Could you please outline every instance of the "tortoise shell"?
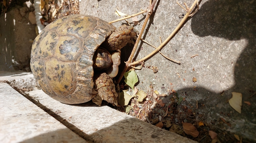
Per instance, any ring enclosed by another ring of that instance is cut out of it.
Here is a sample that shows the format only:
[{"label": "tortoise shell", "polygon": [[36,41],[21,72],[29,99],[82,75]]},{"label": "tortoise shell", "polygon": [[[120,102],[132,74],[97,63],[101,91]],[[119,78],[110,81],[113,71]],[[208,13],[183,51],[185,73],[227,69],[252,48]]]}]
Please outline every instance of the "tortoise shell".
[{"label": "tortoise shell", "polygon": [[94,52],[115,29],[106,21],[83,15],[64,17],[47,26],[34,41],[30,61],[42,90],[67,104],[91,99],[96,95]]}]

---

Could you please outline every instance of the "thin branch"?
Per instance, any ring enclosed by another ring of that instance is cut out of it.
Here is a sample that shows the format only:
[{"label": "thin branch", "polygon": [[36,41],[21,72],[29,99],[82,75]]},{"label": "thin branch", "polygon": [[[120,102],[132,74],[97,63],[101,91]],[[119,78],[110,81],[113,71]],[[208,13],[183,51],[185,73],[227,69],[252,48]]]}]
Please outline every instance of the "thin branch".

_What is being asked_
Locate every one of the rows above that contains the string "tortoise", treating uppercase and lowercase as distinct, and copy each such row in full.

_Written solution_
Could you please outline every instance of the "tortoise shell"?
[{"label": "tortoise shell", "polygon": [[36,41],[21,72],[29,99],[82,75]]},{"label": "tortoise shell", "polygon": [[[120,102],[132,74],[97,63],[101,91]],[[119,78],[110,81],[113,71]],[[208,13],[183,51],[185,73],[227,69],[252,48]]]}]
Please outline every instance of the "tortoise shell".
[{"label": "tortoise shell", "polygon": [[94,52],[115,29],[106,21],[83,15],[64,17],[47,26],[34,41],[30,61],[42,90],[67,104],[91,99],[96,95]]}]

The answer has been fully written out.